EXTRACT TO READ
Published daily by the Lowy Institute

Killing Chimerica

“Decoupling” the deep economic entwinement with China is increasingly seen as vital to US security.

The goal is to ensure that China does not become a true peer competitor (Photo: Omar Marques)
The goal is to ensure that China does not become a true peer competitor (Photo: Omar Marques)

Over a decade ago, the term “Chimerica” was coined to describe the symbiotic relationship between the US and Chinese economies. While offshoring manufacturing to China and opening access to US markets and universities benefited American interests, it also saw China’s share of world GDP jump from around 8% in 2001 to almost 20% today, and assisted China’s ascent up the technological ladder. And whether or not “Chimerica” was really to blame for the yawning wealth gap within the US, a narrative around its predatory aspects fuelled the discontent that Donald Trump rode into the White House.

The train of events now points to a long-term reset of the US approach towards China.

Trump’s long-held views about the threat to America from imbalanced trade relationships seemed initially not to produce a coherent China policy. In mid-2018, it still appeared that his administration’s most hawkish voices might be sidelined in the search for a way of dealing with Beijing, despite accumulating trade and investment measures.

Yet the train of events now points to a long-term reset of the US approach towards China: one that is not just coming from the White House, but which finds increasing support among Washington’s bureaucracies and leading voices, helped along by generational change.

The term “decoupling” has emerged as Beltway speak for a new drive to restrict exchanges that enable China’s rise. The rationale goes beyond responding to Chinese espionage, or trade practices such as currency manipulation and forced technology transfer. If the goal is to ensure that China does not become a true peer competitor of the US, the necessary first step is to disentangle Chimerica, by cutting access to US markets, knowledge and cooperation.

This re-alignment runs deeper than the accusations of interference in US politics, rise in Chinese cyber-attacks and South China Sea incidents that have dominated recent news. It arguably runs deeper than the Trump administration, and represents the overdue realisation of basic contradictions in the relationship.

[Excerpts from location labeling data]
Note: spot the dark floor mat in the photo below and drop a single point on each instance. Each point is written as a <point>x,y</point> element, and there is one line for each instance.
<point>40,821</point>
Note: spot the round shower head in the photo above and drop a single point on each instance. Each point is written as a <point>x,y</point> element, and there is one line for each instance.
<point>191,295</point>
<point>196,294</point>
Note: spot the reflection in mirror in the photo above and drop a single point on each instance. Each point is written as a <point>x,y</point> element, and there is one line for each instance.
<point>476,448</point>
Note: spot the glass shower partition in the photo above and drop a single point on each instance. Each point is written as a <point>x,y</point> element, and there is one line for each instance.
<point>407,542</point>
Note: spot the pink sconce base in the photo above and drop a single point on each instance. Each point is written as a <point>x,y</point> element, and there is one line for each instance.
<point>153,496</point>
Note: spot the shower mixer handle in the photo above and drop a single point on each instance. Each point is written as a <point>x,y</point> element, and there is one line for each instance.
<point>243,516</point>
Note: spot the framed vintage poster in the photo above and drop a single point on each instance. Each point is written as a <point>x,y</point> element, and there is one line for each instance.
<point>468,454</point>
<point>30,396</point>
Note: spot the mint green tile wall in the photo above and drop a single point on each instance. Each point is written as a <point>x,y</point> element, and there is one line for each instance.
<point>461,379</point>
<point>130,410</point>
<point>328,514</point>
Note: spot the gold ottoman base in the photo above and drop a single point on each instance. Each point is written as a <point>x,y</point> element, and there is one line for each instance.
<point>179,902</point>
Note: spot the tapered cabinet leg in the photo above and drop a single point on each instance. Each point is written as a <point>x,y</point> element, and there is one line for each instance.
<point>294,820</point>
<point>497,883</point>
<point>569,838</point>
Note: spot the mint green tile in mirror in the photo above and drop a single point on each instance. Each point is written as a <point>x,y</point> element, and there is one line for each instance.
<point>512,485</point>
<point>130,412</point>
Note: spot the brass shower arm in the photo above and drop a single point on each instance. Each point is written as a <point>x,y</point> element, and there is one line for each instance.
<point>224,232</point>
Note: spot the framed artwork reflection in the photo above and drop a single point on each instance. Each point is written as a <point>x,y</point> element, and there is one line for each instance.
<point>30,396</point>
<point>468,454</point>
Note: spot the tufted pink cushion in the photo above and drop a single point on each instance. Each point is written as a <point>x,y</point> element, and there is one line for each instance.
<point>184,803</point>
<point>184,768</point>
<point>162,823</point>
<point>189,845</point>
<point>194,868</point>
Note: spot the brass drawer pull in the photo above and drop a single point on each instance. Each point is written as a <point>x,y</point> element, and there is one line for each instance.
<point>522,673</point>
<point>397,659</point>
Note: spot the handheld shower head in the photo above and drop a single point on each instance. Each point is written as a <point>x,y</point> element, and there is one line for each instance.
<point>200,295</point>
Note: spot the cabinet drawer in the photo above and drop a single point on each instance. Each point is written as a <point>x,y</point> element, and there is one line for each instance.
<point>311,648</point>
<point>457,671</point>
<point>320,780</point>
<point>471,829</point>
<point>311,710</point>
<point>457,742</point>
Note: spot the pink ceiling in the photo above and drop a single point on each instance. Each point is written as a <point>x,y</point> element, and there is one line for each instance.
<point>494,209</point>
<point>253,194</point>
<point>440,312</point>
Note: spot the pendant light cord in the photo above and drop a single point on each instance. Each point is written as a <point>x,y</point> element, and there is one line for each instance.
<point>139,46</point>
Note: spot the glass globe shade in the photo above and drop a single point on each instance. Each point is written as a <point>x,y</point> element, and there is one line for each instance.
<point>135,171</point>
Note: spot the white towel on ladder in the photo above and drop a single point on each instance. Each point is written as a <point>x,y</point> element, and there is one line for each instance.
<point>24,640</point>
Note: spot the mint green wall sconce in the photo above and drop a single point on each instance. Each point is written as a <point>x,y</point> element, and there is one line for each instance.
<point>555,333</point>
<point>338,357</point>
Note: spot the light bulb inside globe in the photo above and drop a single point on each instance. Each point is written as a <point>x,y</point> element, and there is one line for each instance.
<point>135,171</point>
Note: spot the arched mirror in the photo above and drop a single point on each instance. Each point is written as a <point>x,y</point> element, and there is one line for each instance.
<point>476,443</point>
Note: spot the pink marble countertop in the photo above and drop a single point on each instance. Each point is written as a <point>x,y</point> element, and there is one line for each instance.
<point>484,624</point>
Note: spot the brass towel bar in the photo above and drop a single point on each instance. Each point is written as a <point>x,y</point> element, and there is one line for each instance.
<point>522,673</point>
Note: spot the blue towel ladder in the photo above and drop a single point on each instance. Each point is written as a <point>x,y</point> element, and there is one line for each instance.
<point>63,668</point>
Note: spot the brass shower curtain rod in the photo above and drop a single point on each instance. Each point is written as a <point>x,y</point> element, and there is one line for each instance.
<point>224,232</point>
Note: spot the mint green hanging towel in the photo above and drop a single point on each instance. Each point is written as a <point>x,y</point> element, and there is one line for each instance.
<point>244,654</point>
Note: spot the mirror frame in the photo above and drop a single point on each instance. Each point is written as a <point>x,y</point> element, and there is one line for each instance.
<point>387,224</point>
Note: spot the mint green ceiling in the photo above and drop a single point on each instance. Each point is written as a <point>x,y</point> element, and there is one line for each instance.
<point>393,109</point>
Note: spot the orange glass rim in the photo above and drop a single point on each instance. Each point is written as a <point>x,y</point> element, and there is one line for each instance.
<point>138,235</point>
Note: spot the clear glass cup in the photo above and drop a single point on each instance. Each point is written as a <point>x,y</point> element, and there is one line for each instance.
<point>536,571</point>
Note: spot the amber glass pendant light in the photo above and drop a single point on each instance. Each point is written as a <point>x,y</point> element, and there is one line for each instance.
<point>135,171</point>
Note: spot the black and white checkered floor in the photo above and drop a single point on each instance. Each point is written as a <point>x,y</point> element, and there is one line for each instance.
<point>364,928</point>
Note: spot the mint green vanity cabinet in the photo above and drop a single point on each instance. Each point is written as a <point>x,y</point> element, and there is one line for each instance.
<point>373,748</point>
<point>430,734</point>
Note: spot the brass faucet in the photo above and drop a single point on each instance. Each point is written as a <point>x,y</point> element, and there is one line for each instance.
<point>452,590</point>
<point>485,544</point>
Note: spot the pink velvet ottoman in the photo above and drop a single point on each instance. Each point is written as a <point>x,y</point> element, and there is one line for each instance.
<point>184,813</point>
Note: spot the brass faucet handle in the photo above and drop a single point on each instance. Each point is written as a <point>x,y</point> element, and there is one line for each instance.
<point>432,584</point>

WHAT TO WORK ON
1 – Please update the article on decoupling from China, starting at "Trump’s long-held views" and ending at "by generational change.", with "Beijing" changed to "the Chinese government".
2 – Go on with the article on decoupling from China, picking up right after its final sentence.
You won't need the lines for any of this.

RESPONSES TO THE EXERCISE
1 –
Trump’s long-held views about the threat to America from imbalanced trade relationships seemed initially not to produce a coherent China policy. In mid-2018, it still appeared that his administration’s most hawkish voices might be sidelined in the search for a way of dealing with the Chinese government, despite accumulating trade and investment measures.

Yet the train of events now points to a long-term reset of the US approach towards China: one that is not just coming from the White House, but which finds increasing support among Washington’s bureaucracies and leading voices, helped along by generational change.

2 –
The centrepiece of this new trend is the speech by Vice President Pence at the Hudson Institute on 4 October, widely reported as heralding a “new Cold War”. The Hudson Institute’s China director Michael Pillsbury, who was recently named by Trump as “the leading authority on China” and was quoted by Pence in his speech, is best known for his book The Hundred Year Marathon: China's Secret Strategy to Replace America as the Global Superpower. The book’s thesis that engagement with China has only aided a grand project to supplant the US is echoed in Pence’s remarks:

To win the commanding heights of the 21st century economy, Beijing has directed its bureaucrats and businesses to obtain American intellectual property – the foundation of our economic leadership … the Chinese Communist Party is turning ploughshares into swords on a massive scale … China wants nothing less than to push the United States of America from the Western Pacific …

America had hoped that economic liberalisation would bring China into greater partnership with us and with the world. Instead, China has chosen economic aggression …

Previous administrations all but ignored China’s actions – and in many cases, they abetted them. But those days are over.

The day after Pence’s speech, Secretary of Commerce Wilbur Ross said that the US would consider incorporating a “poison pill” clause into its new or re-negotiated free trade agreements. This provision, which allows each party to exit if another party enters a free trade agreement with a “non-market country”, effectively gives the US a veto over partner states concluding trade agreements with China.

Also on 5 October, the FBI Director, who in February spoke of China presenting a “whole of society” threat to the US, told Congress that “China is fighting tomorrow’s fight … it affects every sector of our economy, every state in the country, and just about every aspect of what we hold dear.” This followed reports that the administration considered banning Chinese students from the US, to curb scientific espionage.

And last Friday, National Security Adviser John Bolton said Beijing’s “behaviour needs to be adjusted … in the international, military and political areas”, and that “now’s the time to do it”. This followed his recent comments that “This is not just an economic issue … This is a question of power”.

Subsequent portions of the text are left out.